§ **Extrait choisi**:
↓
Aujourd’hui, les actifs de la FED sont d’un niveau tel que la banque
centrale pourrait être techniquement déclarée en faillite.
Dans la vraie vie, cela n’arrivera pas. Ce constat toutefois nous renseigne
sur ce que nous pourrons vivre. Les institutions financières, privées,
publiques, risquent d’agoniser sous l’effet d'apesanteur que provoquera
l’arrêt du train de l’économie. La ruine pourrait bien être de même nature
que la crise, mondiale ou mondialisée. Et ce sera le seul moyen de repartir.
Une économie ruinée, ce sont aussi des prêteurs ruinés. Nous avons connu
cela à d’autres moments de l’histoire des hommes. Les Etats endettés
reblanchiront leurs livres de compte. Ce sera un nouveau départ. Le grand
pari historique, ce sera peut-être de gérer cette transition sans que
s’intercalent la guerre, les conflits et les violences. Cela, les hommes
n’ont jamais su le faire. Le saurons-nous, si pleins que nous sommes de la
sagesse de l’expérience, mais hélas si vite oublieux de ceux que nos aînés
ont connus?
↑
§ **Données fournies**:
↓
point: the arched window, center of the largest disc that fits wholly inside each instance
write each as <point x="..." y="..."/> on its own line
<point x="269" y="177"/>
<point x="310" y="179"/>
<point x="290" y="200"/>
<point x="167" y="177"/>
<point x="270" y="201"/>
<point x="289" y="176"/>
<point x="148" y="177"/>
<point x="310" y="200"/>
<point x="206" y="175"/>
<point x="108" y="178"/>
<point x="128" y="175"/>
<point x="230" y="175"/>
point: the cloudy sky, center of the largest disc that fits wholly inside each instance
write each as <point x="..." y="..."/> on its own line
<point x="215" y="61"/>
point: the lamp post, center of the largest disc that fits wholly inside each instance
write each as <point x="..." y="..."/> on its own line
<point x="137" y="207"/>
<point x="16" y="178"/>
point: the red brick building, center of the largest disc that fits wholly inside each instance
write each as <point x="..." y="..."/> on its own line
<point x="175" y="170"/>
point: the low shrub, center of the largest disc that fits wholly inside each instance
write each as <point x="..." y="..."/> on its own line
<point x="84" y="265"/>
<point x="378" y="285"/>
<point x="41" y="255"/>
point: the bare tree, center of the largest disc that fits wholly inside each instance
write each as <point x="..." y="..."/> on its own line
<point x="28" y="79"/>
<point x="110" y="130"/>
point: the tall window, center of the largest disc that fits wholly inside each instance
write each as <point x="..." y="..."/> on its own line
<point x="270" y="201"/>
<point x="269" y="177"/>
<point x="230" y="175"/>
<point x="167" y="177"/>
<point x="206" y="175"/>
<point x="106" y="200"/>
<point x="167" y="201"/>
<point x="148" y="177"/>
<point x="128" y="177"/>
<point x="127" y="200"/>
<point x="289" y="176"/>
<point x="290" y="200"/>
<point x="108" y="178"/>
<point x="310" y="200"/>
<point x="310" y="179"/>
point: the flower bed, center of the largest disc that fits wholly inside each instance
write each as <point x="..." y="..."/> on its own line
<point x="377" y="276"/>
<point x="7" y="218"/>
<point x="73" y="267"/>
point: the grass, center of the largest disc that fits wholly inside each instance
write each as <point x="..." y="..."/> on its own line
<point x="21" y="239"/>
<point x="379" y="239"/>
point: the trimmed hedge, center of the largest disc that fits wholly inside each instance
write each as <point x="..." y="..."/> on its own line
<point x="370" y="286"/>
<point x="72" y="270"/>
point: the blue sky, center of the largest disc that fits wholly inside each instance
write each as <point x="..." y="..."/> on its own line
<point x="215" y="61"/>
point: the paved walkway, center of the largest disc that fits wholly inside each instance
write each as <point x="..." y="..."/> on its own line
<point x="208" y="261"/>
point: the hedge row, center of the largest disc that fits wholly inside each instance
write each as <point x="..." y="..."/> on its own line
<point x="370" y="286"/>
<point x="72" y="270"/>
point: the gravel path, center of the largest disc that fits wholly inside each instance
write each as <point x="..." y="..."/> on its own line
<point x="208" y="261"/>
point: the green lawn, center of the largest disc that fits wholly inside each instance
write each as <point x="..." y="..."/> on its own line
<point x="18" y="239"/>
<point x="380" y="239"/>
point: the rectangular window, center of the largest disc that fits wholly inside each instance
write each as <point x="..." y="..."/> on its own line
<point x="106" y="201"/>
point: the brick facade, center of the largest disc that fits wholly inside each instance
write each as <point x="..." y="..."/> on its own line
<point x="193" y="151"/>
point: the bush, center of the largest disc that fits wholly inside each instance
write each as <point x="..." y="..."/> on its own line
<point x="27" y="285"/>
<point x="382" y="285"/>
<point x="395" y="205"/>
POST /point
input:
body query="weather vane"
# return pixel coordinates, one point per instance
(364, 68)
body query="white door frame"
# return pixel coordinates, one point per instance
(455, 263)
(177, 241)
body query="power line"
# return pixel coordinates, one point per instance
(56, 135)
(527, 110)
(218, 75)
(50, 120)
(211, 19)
↑
§ **Consignes de travail**:
1. Recopiez intégralement l'extrait consacré à la faillite technique de la FED.
2. Extrayez du listing chaque ligne où figure le mot « window ».

§ **Réponses attendues**:
1.
Aujourd’hui, les actifs de la FED sont d’un niveau tel que la banque
centrale pourrait être techniquement déclarée en faillite.
Dans la vraie vie, cela n’arrivera pas. Ce constat toutefois nous renseigne
sur ce que nous pourrons vivre. Les institutions financières, privées,
publiques, risquent d’agoniser sous l’effet d'apesanteur que provoquera
l’arrêt du train de l’économie. La ruine pourrait bien être de même nature
que la crise, mondiale ou mondialisée. Et ce sera le seul moyen de repartir.
Une économie ruinée, ce sont aussi des prêteurs ruinés. Nous avons connu
cela à d’autres moments de l’histoire des hommes. Les Etats endettés
reblanchiront leurs livres de compte. Ce sera un nouveau départ. Le grand
pari historique, ce sera peut-être de gérer cette transition sans que
s’intercalent la guerre, les conflits et les violences. Cela, les hommes
n’ont jamais su le faire. Le saurons-nous, si pleins que nous sommes de la
sagesse de l’expérience, mais hélas si vite oublieux de ceux que nos aînés
ont connus?

2.
point: the arched window, center of the largest disc that fits wholly inside each instance
point: the tall window, center of the largest disc that fits wholly inside each instance
point: the rectangular window, center of the largest disc that fits wholly inside each instance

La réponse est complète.